[[ DATA TO USE, beginning ]]
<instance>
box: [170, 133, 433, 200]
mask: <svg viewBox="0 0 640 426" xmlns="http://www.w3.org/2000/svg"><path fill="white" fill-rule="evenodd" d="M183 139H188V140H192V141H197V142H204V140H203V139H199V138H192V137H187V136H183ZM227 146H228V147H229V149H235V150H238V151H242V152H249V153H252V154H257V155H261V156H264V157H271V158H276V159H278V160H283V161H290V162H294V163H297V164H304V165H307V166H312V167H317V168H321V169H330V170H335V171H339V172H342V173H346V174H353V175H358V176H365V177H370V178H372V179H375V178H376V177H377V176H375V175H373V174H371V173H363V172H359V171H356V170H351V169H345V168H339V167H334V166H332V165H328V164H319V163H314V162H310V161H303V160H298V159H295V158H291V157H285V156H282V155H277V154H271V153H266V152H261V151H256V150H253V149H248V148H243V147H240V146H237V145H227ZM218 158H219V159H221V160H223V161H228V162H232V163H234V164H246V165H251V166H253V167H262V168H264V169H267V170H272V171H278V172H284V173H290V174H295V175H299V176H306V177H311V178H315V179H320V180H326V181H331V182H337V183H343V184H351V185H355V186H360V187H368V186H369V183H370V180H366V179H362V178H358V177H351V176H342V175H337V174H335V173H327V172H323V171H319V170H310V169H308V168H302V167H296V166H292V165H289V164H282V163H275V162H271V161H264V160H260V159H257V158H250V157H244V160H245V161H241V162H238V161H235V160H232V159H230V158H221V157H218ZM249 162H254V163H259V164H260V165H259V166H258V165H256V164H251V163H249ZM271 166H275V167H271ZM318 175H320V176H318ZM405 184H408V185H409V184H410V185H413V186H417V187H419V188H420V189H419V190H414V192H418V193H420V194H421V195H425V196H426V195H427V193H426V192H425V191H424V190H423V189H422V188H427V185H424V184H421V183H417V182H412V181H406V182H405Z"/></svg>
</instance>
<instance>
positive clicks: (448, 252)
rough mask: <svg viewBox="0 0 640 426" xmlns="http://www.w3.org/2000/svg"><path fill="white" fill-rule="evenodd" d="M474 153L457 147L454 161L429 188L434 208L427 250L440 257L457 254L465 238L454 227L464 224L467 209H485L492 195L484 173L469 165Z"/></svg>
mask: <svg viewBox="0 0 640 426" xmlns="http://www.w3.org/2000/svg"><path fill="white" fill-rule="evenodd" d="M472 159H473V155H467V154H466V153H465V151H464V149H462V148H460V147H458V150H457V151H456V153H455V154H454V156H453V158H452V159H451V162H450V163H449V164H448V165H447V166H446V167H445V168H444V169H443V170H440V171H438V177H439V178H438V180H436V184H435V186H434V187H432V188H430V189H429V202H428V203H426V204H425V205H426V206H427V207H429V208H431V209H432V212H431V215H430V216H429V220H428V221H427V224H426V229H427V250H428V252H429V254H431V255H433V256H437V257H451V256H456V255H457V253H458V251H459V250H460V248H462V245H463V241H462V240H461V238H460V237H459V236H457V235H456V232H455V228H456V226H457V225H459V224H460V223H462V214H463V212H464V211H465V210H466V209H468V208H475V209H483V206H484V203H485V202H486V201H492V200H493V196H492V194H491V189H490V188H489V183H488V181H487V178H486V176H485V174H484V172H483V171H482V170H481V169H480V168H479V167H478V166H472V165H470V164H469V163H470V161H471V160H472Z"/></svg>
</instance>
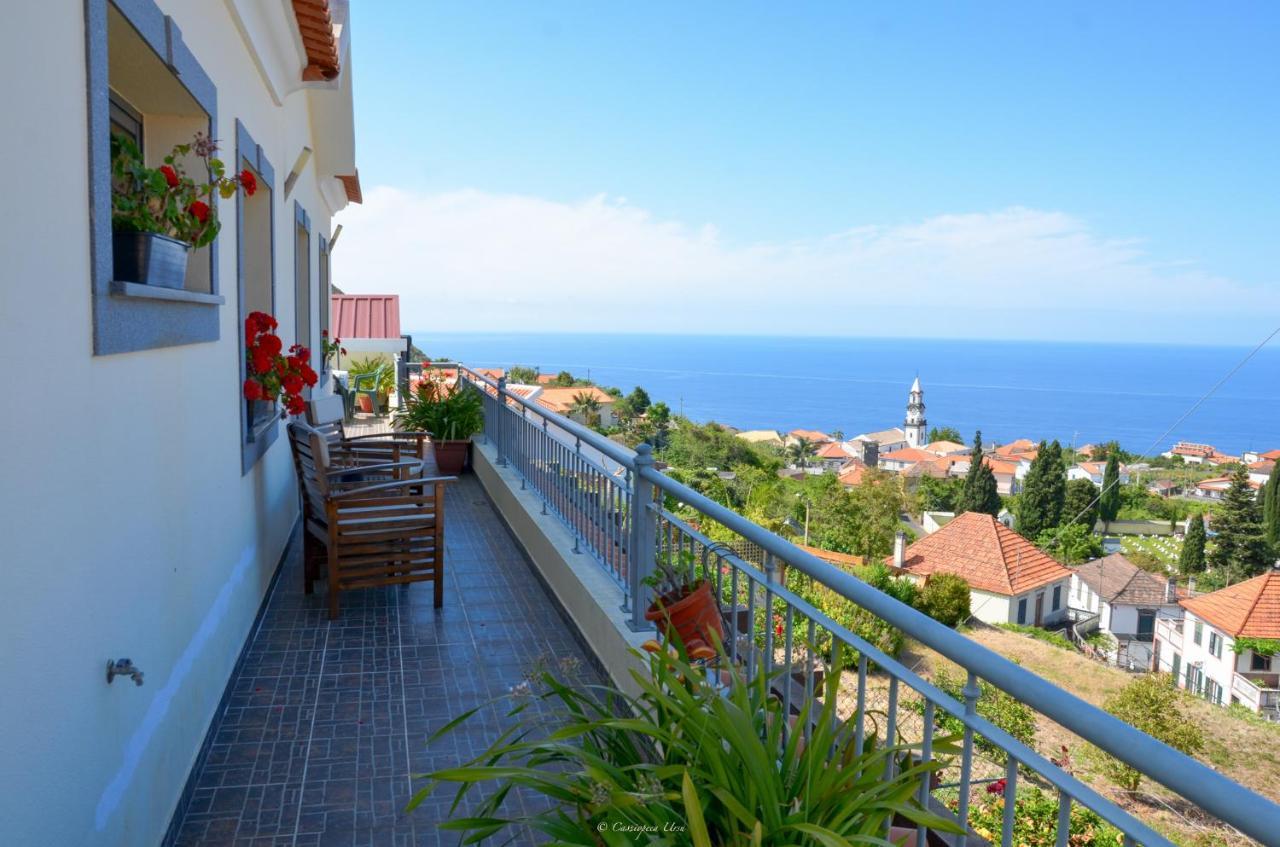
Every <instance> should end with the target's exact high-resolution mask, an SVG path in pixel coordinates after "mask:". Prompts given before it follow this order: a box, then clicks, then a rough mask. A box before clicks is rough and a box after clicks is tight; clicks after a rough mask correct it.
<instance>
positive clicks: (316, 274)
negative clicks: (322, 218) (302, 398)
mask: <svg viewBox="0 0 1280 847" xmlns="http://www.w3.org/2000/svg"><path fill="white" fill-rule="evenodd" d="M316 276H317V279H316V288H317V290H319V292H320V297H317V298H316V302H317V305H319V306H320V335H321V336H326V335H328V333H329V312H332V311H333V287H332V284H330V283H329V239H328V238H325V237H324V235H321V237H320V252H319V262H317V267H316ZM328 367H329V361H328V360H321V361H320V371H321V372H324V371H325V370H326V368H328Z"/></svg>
[[ DATA TO USE, end ]]
* INSTRUCTIONS TO FOLLOW:
Please retype the records above exactly, excluding every picture.

* RESULT OF THE TASK:
<instance>
box: [170, 133, 433, 200]
mask: <svg viewBox="0 0 640 426" xmlns="http://www.w3.org/2000/svg"><path fill="white" fill-rule="evenodd" d="M183 139H188V140H192V141H197V142H204V140H203V139H199V138H192V137H187V136H183ZM227 146H228V147H229V149H235V150H238V151H242V152H249V153H252V154H257V155H261V156H264V157H271V158H276V159H278V160H283V161H290V162H294V163H297V164H304V165H307V166H312V167H317V168H321V169H330V170H335V171H339V172H342V173H346V174H353V175H358V176H365V177H370V178H372V179H375V178H376V177H377V176H375V175H373V174H371V173H363V172H359V171H356V170H351V169H345V168H339V167H334V166H332V165H328V164H319V163H314V162H310V161H303V160H298V159H295V158H291V157H285V156H282V155H277V154H271V153H266V152H261V151H256V150H253V149H248V148H243V147H240V146H237V145H227ZM218 158H219V159H221V160H223V161H228V162H232V163H234V164H246V165H251V166H253V167H262V168H264V169H267V170H272V171H278V172H284V173H290V174H295V175H299V176H306V177H311V178H315V179H320V180H326V181H331V182H337V183H343V184H351V185H355V186H360V187H368V186H369V183H370V180H366V179H362V178H358V177H351V176H342V175H337V174H335V173H327V172H323V171H319V170H310V169H308V168H302V167H296V166H292V165H289V164H282V163H275V162H271V161H264V160H260V159H257V158H250V157H244V160H245V161H241V162H238V161H235V160H232V159H230V158H221V157H218ZM249 162H254V163H259V164H260V165H259V166H258V165H256V164H251V163H249ZM271 166H275V167H271ZM318 175H320V176H318ZM405 184H408V185H409V184H410V185H413V186H417V187H419V188H420V189H419V190H414V192H418V193H420V194H421V195H425V196H426V195H427V193H426V192H425V191H424V190H423V189H422V188H427V185H424V184H421V183H417V182H412V181H406V182H405Z"/></svg>
</instance>
<instance>
positive clicks: (448, 252)
rough mask: <svg viewBox="0 0 640 426" xmlns="http://www.w3.org/2000/svg"><path fill="white" fill-rule="evenodd" d="M474 153L457 147L454 161L429 188L434 208L427 250L440 257L457 254L465 238L454 227L464 224L467 209H485L492 195L484 173L469 165Z"/></svg>
mask: <svg viewBox="0 0 640 426" xmlns="http://www.w3.org/2000/svg"><path fill="white" fill-rule="evenodd" d="M472 159H473V155H467V154H466V153H465V151H464V149H462V148H460V147H458V150H457V151H456V153H455V154H454V156H453V158H452V159H451V162H450V163H449V164H448V165H447V166H446V167H445V168H444V169H443V170H440V171H438V177H439V178H438V180H436V184H435V186H434V187H432V188H430V189H429V202H428V203H426V204H425V205H426V206H427V207H429V208H431V209H432V212H431V215H430V216H429V220H428V221H427V224H426V229H427V250H428V252H429V254H431V255H433V256H437V257H451V256H456V255H457V253H458V251H459V250H460V248H462V245H463V241H462V240H461V238H460V237H459V236H457V235H456V232H455V228H456V226H457V225H459V224H460V223H462V214H463V212H464V211H465V210H466V209H468V208H475V209H483V206H484V203H485V202H486V201H492V200H493V196H492V194H491V189H490V188H489V183H488V181H487V178H486V176H485V174H484V172H483V171H482V170H481V169H480V168H479V167H478V166H472V165H470V164H469V163H470V161H471V160H472Z"/></svg>
</instance>
Every <instance> should end with the target's exact high-resolution mask, an SVG path in pixel coordinates after "mask:". Prompts given before it follow this order: a box, then clicks, then a rough mask. A box before clicks is rough and a box after clicks is tight; clicks after a rough mask correct it.
<instance>
positive clicks: (316, 274)
negative clicks: (322, 218) (302, 398)
mask: <svg viewBox="0 0 1280 847" xmlns="http://www.w3.org/2000/svg"><path fill="white" fill-rule="evenodd" d="M316 276H317V279H316V288H317V290H319V292H320V297H317V298H316V302H317V305H319V306H320V335H321V336H326V335H328V333H329V312H332V311H333V287H332V284H330V283H329V239H328V238H325V237H324V235H321V237H320V252H319V262H317V267H316ZM328 367H329V361H328V360H321V361H320V371H321V372H324V371H325V370H326V368H328Z"/></svg>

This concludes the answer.